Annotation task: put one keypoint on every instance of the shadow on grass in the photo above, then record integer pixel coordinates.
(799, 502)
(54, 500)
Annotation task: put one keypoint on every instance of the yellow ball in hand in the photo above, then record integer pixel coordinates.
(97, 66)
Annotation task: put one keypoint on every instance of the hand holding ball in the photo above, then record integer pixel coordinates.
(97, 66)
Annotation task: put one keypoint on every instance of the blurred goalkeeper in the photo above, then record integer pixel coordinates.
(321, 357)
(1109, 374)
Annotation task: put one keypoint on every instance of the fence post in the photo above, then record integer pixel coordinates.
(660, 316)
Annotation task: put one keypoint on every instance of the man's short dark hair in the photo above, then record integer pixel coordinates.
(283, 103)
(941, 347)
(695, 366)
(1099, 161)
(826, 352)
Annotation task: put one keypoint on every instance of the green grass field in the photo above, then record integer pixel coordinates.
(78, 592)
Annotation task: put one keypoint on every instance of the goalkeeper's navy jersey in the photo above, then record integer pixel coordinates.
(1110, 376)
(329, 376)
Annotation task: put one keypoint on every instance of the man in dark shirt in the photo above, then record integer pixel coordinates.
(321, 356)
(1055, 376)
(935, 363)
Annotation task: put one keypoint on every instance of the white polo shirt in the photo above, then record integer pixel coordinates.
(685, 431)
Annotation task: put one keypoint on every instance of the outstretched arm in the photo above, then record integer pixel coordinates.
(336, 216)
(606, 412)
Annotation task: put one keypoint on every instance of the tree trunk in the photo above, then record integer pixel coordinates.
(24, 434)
* * *
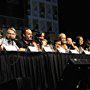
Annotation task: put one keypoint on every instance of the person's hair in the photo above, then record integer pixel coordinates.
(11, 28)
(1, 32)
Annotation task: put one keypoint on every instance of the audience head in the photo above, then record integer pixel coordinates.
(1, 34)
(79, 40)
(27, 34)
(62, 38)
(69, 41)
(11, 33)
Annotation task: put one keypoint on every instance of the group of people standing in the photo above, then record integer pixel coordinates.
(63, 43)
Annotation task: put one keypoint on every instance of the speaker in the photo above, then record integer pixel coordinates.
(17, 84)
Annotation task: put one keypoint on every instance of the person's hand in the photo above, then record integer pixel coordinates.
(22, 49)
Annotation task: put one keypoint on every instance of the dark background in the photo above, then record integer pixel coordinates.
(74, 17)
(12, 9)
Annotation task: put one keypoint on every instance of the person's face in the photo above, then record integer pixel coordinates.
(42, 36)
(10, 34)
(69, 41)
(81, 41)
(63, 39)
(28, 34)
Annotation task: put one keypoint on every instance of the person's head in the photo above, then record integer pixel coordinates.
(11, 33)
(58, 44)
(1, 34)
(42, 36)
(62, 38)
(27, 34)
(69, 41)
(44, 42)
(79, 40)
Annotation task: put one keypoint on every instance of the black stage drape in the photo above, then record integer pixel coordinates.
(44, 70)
--
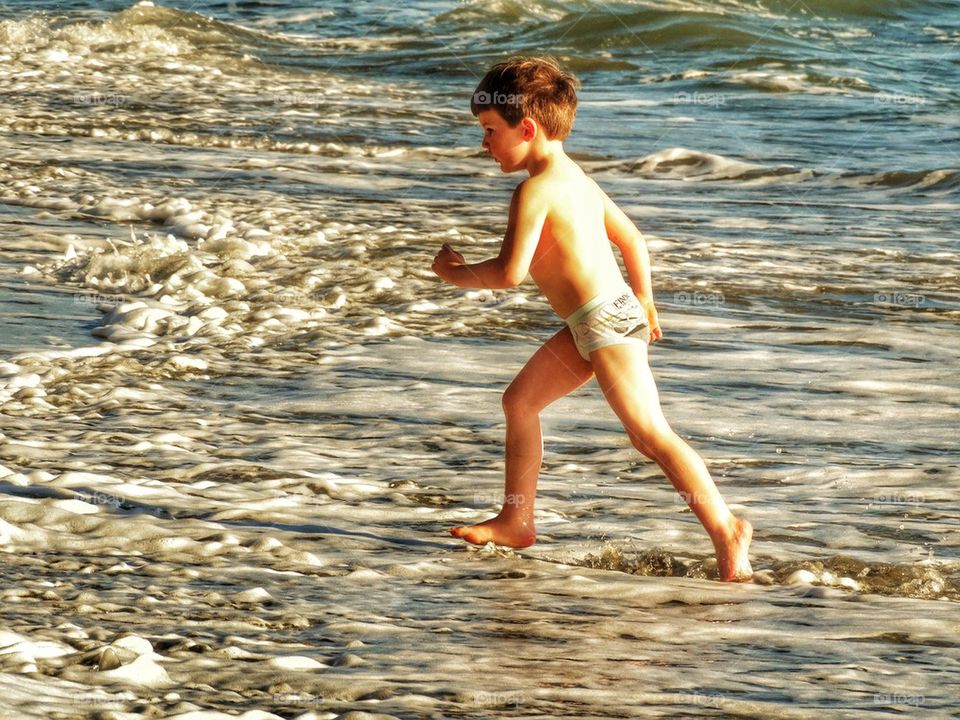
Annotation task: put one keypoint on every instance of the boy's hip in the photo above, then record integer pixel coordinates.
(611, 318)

**TASK DESCRIPTION**
Which lines in the records above contain the string "hair"? Pull out each of them.

**COMPLETE RESPONSE**
Annotation task: put one keypoint on every instance of the man's short dark hair in the photo above, then record integer pixel coordinates.
Annotation task: put one keypoint on every instance of the person's hair in the photo above, then record integer pixel coordinates.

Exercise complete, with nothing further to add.